(Written task) Tally the lines in the entries that contain the string "patio", and reply with the number alone.

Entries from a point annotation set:
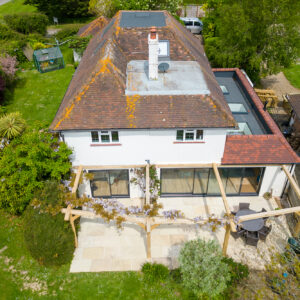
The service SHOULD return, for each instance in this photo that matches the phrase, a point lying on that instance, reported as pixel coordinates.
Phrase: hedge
(27, 22)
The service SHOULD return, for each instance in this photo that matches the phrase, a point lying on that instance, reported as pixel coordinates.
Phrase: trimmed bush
(238, 271)
(202, 267)
(67, 31)
(27, 22)
(155, 272)
(48, 237)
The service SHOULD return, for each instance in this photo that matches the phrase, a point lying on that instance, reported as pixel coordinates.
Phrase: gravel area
(279, 84)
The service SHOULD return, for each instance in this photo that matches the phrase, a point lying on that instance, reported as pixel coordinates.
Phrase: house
(145, 91)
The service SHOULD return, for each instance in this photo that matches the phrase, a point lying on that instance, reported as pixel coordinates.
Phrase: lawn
(21, 277)
(37, 96)
(293, 75)
(15, 6)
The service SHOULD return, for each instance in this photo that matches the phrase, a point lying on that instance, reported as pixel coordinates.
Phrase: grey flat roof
(237, 95)
(182, 78)
(142, 19)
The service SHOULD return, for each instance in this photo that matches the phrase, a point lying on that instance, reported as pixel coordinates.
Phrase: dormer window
(105, 136)
(187, 135)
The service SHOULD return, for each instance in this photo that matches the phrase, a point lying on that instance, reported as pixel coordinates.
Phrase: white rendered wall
(138, 145)
(274, 180)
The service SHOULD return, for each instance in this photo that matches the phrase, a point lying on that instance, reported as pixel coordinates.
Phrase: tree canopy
(110, 7)
(61, 9)
(260, 36)
(26, 162)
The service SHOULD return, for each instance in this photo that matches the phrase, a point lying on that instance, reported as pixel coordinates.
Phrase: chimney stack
(153, 54)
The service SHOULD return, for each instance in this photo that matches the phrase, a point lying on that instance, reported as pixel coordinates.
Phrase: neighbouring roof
(294, 100)
(96, 96)
(257, 149)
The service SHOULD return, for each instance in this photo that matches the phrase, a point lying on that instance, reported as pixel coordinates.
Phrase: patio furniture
(239, 233)
(251, 225)
(264, 210)
(244, 205)
(263, 233)
(252, 238)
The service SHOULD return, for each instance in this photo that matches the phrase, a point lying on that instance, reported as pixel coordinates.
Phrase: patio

(Full solution) 2